WRITTEN PROBLEM: Copy the lines below from the start through the line containing "[(406, 132), (266, 93), (302, 211)]", shifting every coordinate in the logged answers by adding 110 to each number. Leave the coordinates after "formatted like" unchanged, and omit the pictures.

::::::

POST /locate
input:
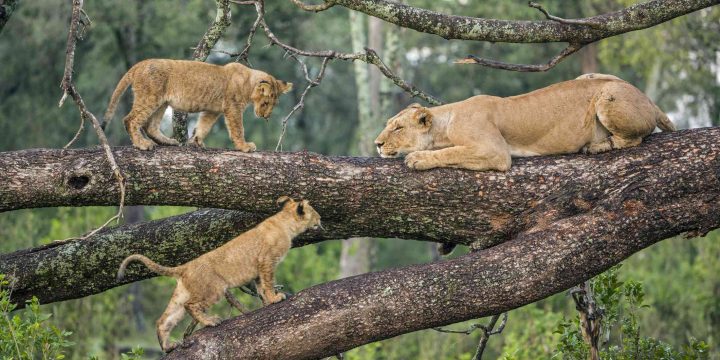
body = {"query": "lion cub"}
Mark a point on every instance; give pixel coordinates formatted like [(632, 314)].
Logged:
[(594, 113), (252, 256), (194, 86)]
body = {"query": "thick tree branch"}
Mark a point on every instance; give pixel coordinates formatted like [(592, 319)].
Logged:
[(356, 197), (7, 7), (636, 17), (340, 315)]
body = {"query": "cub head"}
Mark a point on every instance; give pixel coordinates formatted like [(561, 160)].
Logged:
[(266, 93), (301, 211), (406, 132)]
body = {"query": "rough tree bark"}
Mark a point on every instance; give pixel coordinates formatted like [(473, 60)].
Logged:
[(7, 7), (357, 197), (636, 17)]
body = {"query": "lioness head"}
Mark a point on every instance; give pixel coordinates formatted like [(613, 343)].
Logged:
[(406, 132), (266, 93), (302, 211)]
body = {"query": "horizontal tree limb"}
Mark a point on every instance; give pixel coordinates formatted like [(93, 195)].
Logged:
[(334, 317), (376, 197), (363, 197), (636, 17)]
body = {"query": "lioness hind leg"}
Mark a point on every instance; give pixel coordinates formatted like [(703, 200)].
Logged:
[(152, 128)]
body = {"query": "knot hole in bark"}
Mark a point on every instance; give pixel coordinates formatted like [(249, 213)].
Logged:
[(78, 182)]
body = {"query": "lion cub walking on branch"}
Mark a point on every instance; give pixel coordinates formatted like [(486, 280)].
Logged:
[(194, 86), (593, 113), (252, 256)]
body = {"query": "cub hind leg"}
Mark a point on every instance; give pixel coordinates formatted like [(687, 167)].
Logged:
[(627, 115), (136, 120), (174, 312), (152, 128)]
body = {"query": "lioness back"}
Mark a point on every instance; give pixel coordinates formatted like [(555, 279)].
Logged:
[(593, 114)]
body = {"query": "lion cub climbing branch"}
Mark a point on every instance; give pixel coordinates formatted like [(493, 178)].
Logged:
[(593, 113), (193, 86), (252, 256)]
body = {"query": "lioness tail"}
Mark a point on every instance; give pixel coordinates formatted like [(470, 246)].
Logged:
[(663, 122), (119, 90), (153, 266)]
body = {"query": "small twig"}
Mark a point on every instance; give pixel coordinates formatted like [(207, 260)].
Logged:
[(369, 56), (585, 22), (301, 103), (316, 8), (487, 331), (569, 50), (70, 90)]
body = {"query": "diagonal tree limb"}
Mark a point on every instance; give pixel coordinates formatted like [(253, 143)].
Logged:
[(356, 197), (69, 89), (340, 315), (632, 18)]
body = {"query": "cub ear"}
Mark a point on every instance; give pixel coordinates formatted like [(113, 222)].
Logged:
[(425, 118), (284, 86), (283, 200), (264, 87)]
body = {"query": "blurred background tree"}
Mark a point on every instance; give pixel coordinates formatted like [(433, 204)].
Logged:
[(677, 63)]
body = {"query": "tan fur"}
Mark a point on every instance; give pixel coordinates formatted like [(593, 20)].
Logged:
[(194, 86), (252, 256), (594, 113)]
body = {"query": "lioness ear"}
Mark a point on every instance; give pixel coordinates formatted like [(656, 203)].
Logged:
[(264, 87), (284, 86), (283, 200), (425, 118)]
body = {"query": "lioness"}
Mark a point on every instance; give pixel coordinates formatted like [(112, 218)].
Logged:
[(593, 113), (194, 86), (252, 256)]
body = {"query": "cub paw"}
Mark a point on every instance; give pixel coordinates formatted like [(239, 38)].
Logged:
[(213, 321), (419, 160), (246, 147)]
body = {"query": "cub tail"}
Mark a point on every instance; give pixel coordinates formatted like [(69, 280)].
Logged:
[(663, 122), (124, 83), (153, 266)]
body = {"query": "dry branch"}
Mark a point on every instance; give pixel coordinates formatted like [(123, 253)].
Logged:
[(369, 56), (69, 89)]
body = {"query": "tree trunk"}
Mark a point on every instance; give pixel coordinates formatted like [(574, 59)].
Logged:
[(356, 197)]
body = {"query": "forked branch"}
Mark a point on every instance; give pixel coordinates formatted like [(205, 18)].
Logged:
[(74, 34)]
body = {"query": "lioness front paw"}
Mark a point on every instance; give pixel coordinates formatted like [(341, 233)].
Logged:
[(420, 160), (145, 144), (246, 147), (195, 141)]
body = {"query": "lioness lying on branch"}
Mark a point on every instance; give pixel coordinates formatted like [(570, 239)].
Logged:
[(593, 113)]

::::::

EXPECTED OUTPUT:
POST /locate
input:
body = {"query": "lion cub"}
Mark a point on every instance; give pixel coordinates formatted like [(632, 314)].
Logged:
[(704, 223), (362, 366), (304, 196)]
body = {"query": "thick tree branch"}
Mark a point on every instance; give pixel coordinates formatted like [(592, 319)].
Logged:
[(466, 307), (117, 117), (746, 127), (450, 425)]
body = {"query": "cub head"}
Mark a point on every instance; give pixel coordinates formatted like [(561, 160)].
Logged:
[(376, 203), (411, 321), (516, 242)]
body = {"query": "rough tree bark"}
Mark a point on every instance; give pixel coordinates formatted like [(473, 60)].
Logged:
[(117, 117), (467, 307), (746, 127)]
body = {"query": "lioness head"}
Mark a point on every instance; give pixel coordinates formatted like [(613, 343)].
Logged:
[(516, 242), (376, 203), (412, 321)]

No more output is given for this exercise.